Oil prices fell 0.8 percent, extending recent weakness ahead of next week’s OPEC meeting, while a rally in the dollar hurt commodities across the board.
U.S. West Texas Intermediate (WTI) crude futures settled down 46 cents or 0.8 percent to $56.09, while Brent crude futures fell 50 cents or 0.8 percent to $62.22 a barrel. Oil has been under pressure for the since peaking in early November; U.S. crude has lost 2.6 percent.
The Organization of the Petroleum Exporting Countries, together with a group of non-OPEC producers led by Russia, has been restraining output since the start of this year to try to lower global inventories and support prices.
The deal is due to expire in March 2018, and OPEC meets on Nov. 30 to discuss the policy. The expectation is for the group to extend the cut agreement to cover the whole of next year.
“It is widely believed that OPEC together with 10 non-OPEC countries will roll over their production for the whole of 2018, although Russia is holding its cards close to its chest,” PVM Oil Associates strategist Tamas Varga said.
Still the continued increase in U.S. crude production is a cause of concern for OPEC, and Gene McGillian, manager of market research at Tradition Energy in Stamford, Connecticut, says U.S. producers have ramped up output following recent rallies in crude prices.
“The market is growing concerned about U.S. production,” said McGillian, “There are expectations we can see close to 10 million barrels a day within 3 to 6 months.”
OPEC forecast demand for its own crude would rise by 460,000 barrels per day (bpd) to 33.42 million bpd next year, in contrast with a forecast from the International Energy Agency (IEA) for a drop of 320,000 bpd to 32.38 million bpd.

○ ○ ○ ○ ○ ○ ○

▸ Activity 1:
Summarize the oil price report in two sentences.
▸ Activity 2:
Retype the stretch of the oil price report from "The Organization of" through "in crude prices.".

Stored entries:
○ ○ ○ ○ ○ ○ ○

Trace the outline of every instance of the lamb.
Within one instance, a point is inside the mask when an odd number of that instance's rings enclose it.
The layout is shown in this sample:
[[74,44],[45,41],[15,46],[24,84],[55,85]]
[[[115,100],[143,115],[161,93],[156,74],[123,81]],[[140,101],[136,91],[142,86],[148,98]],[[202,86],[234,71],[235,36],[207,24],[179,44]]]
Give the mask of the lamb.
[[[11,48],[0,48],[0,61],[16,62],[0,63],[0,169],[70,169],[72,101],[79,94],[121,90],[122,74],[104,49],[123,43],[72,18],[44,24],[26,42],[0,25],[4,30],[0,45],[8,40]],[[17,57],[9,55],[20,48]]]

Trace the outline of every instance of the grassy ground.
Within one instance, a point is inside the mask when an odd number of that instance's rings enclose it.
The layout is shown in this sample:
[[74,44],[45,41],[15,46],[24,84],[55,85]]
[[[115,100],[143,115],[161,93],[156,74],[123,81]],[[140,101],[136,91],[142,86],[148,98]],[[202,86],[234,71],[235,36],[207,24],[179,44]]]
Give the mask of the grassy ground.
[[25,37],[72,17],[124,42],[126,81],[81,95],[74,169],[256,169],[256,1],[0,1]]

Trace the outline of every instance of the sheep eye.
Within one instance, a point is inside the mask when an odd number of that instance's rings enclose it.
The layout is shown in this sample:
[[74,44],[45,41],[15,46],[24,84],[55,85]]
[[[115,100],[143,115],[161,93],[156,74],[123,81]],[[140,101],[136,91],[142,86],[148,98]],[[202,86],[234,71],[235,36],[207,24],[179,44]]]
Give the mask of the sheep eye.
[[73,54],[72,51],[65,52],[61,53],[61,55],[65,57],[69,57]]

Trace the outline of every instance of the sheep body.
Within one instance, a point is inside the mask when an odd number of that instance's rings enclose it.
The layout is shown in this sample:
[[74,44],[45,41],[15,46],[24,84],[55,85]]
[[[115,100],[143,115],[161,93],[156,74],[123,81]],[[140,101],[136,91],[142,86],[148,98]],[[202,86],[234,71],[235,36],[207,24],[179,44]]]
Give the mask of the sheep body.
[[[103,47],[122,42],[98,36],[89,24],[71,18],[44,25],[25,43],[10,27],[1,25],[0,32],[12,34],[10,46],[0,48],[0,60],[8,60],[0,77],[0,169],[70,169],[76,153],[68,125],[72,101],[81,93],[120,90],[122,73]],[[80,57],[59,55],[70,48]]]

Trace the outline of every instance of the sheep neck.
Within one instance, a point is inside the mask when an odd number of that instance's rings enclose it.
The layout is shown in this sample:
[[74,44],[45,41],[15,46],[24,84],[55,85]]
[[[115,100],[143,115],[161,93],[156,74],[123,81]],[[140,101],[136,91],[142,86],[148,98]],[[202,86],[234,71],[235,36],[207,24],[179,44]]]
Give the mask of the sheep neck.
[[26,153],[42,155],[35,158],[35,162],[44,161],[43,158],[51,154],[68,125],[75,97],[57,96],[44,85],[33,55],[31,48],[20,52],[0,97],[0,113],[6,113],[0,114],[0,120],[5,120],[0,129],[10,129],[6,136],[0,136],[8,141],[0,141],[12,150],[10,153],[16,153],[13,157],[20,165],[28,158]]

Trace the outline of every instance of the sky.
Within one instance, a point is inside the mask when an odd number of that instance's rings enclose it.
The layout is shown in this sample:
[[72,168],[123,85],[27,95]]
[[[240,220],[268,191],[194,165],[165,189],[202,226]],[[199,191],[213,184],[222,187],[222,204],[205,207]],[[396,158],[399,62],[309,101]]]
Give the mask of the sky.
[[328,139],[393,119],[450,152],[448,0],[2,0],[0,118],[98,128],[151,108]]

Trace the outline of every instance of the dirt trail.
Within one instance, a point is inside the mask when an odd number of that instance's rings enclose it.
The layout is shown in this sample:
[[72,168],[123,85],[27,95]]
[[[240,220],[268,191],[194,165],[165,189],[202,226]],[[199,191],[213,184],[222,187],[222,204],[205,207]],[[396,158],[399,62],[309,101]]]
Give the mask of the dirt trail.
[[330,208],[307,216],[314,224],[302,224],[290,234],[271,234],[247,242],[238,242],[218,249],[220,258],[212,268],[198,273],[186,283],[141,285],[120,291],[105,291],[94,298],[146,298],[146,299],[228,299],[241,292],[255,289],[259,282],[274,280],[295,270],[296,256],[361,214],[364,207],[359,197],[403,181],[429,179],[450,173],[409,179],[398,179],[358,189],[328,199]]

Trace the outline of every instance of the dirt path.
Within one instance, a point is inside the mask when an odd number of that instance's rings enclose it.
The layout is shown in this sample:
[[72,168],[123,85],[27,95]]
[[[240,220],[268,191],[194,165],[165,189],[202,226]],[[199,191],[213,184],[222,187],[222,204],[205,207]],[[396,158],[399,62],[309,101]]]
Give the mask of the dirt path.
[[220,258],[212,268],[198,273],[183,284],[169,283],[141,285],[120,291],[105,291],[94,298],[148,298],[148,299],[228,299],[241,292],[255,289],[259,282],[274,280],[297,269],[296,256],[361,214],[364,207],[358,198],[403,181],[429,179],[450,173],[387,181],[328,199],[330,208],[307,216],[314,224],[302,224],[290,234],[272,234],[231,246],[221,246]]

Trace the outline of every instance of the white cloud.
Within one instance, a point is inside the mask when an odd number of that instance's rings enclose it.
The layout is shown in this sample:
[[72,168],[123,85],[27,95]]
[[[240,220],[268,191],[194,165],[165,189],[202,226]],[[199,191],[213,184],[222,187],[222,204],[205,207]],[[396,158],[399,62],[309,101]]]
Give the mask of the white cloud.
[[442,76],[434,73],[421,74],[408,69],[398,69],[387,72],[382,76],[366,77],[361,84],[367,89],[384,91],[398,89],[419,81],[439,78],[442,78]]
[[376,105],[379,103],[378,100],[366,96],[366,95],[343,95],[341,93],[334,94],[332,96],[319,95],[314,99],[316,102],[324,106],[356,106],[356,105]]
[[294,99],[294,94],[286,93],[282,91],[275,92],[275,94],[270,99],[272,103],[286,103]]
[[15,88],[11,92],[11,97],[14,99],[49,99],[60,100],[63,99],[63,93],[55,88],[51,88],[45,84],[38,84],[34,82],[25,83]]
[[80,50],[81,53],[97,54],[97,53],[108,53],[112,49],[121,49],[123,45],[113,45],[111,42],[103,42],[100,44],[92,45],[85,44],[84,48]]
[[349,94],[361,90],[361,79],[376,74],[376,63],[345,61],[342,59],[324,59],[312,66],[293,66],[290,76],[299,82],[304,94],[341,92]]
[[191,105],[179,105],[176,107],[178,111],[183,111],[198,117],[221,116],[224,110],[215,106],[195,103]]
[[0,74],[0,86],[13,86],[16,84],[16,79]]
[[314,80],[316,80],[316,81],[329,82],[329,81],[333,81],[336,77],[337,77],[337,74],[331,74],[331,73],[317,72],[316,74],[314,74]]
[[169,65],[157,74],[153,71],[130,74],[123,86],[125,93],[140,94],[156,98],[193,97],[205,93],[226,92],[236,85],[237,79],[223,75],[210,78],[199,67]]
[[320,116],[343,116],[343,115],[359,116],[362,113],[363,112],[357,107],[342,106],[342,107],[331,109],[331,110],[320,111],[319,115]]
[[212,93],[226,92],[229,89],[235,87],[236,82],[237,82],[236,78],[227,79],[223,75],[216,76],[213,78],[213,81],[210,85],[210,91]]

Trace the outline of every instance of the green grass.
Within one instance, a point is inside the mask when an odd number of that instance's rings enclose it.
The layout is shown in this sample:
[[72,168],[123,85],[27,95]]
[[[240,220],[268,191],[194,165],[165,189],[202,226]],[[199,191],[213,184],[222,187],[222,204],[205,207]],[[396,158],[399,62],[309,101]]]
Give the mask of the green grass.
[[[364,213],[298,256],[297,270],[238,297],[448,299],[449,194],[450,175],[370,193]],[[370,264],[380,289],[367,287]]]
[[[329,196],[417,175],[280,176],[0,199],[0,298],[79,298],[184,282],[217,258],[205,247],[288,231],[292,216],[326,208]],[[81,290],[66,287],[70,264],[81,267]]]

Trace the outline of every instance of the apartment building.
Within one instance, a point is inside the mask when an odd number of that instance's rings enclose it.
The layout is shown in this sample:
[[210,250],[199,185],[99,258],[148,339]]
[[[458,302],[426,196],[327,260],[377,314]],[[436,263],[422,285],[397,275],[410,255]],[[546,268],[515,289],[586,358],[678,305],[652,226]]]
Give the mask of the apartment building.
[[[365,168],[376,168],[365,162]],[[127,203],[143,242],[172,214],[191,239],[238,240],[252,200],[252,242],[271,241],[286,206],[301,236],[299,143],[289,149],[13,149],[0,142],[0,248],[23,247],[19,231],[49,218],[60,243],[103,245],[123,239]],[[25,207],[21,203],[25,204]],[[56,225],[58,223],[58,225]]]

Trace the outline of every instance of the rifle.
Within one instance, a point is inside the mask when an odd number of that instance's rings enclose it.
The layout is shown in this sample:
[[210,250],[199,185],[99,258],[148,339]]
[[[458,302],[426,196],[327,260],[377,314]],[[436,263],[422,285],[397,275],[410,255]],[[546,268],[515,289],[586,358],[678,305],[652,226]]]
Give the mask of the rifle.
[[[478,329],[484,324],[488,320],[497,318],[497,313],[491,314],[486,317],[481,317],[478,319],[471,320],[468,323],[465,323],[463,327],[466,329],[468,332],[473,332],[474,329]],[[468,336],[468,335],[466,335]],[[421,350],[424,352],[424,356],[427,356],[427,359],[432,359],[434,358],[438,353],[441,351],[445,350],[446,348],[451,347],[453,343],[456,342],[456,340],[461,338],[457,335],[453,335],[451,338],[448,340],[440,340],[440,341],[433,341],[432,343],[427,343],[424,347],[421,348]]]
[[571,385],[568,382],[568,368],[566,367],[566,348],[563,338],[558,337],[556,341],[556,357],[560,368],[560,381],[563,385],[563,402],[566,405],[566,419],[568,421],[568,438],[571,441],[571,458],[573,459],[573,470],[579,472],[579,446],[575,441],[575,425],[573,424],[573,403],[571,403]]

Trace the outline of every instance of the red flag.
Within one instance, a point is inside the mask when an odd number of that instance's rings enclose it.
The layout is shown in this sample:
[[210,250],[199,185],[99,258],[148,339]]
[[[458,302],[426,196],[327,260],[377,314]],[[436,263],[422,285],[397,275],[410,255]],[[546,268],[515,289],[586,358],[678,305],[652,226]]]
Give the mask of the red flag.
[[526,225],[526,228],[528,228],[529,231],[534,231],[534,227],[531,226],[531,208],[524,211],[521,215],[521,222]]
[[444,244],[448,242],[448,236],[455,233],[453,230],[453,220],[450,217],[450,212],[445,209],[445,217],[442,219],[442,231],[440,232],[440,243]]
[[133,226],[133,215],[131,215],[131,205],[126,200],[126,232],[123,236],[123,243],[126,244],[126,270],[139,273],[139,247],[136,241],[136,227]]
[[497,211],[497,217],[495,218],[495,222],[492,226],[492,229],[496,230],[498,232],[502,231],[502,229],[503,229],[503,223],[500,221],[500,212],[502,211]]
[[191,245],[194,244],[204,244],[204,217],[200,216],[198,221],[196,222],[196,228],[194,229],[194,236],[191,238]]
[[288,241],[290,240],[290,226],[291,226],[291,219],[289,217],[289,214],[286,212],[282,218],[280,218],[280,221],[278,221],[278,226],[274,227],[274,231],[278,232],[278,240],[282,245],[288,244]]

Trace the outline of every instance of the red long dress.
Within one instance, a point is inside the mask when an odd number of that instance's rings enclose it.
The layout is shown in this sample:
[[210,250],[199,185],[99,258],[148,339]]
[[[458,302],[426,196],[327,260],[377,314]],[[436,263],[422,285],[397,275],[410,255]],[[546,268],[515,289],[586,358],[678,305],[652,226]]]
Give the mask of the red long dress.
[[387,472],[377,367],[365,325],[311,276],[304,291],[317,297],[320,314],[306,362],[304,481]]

○ ○ ○ ○ ○ ○ ○

▸ Response 1:
Oil prices fell 0.8 percent ahead of next week's OPEC meeting, with WTI crude futures settling at $56.09 and Brent crude futures at $62.22 a barrel, while a rally in the dollar hurt commodities. OPEC and a group of non-OPEC producers led by Russia are expected to extend their output cuts, due to expire in March 2018, through the whole of next year, but the continued increase in U.S. crude production is a cause of concern.

▸ Response 2:
The Organization of the Petroleum Exporting Countries, together with a group of non-OPEC producers led by Russia, has been restraining output since the start of this year to try to lower global inventories and support prices.
The deal is due to expire in March 2018, and OPEC meets on Nov. 30 to discuss the policy. The expectation is for the group to extend the cut agreement to cover the whole of next year.
“It is widely believed that OPEC together with 10 non-OPEC countries will roll over their production for the whole of 2018, although Russia is holding its cards close to its chest,” PVM Oil Associates strategist Tamas Varga said.
Still the continued increase in U.S. crude production is a cause of concern for OPEC, and Gene McGillian, manager of market research at Tradition Energy in Stamford, Connecticut, says U.S. producers have ramped up output following recent rallies in crude prices.